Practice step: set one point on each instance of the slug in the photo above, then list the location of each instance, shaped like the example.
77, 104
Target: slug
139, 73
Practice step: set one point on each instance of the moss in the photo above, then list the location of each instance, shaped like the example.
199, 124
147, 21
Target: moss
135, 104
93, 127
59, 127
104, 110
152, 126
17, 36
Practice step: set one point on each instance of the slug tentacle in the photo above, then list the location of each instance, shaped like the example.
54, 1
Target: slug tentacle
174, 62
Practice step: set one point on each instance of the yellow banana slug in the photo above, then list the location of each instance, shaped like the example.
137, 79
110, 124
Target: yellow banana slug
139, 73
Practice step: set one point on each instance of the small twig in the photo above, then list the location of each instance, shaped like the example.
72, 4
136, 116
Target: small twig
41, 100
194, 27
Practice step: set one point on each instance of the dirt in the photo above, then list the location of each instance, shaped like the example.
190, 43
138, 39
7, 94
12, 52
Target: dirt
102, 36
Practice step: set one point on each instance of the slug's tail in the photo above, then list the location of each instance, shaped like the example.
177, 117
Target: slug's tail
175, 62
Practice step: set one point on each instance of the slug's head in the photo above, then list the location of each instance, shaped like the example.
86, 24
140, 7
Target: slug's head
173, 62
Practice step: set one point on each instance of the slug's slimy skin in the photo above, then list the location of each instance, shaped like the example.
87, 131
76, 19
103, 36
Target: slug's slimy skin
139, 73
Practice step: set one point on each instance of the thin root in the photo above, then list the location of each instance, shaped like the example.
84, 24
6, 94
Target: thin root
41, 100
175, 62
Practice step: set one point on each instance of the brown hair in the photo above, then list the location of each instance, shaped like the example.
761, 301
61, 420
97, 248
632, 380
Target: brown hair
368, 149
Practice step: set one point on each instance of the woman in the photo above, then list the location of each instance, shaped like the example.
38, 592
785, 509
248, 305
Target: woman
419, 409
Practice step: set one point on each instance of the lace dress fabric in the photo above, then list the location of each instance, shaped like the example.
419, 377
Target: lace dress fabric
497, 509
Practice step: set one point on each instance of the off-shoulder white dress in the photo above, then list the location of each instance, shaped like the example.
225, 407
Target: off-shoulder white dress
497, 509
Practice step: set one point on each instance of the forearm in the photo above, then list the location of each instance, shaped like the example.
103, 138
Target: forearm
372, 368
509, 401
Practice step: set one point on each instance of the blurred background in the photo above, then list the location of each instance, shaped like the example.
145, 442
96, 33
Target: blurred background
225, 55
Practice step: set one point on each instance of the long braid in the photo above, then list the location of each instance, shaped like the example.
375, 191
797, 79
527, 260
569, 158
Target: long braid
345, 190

#####

• AIM
Reproduce word for word the lines of material above, from the line containing "Practice step: set one point on each instance of the blurred" through the final line of the material, including both.

• REPLY
Practice step: set one point on each instance of the blurred background in the photo above, then list the location of each instance, shaped like the example.
145, 442
96, 33
Target: blurred background
225, 55
Practice step: set one point on each instance of the long braid in the photo above, then list the location of each instance, shaped like the example.
375, 191
797, 79
527, 260
569, 158
Target: long braid
345, 190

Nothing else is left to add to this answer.